#### DATASET RECORDS ####
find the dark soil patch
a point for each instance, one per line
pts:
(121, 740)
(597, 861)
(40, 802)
####
> _DO THIS_: Convert the material to CSV with two columns named input and output. Each row should pair one input with its output, with both fields in double quotes and line breaks replaced by spaces.

> _CORRECT ANSWER_:
input,output
"find the dark soil patch a point for each instance, one per line pts:","(121, 740) (597, 861) (40, 802)"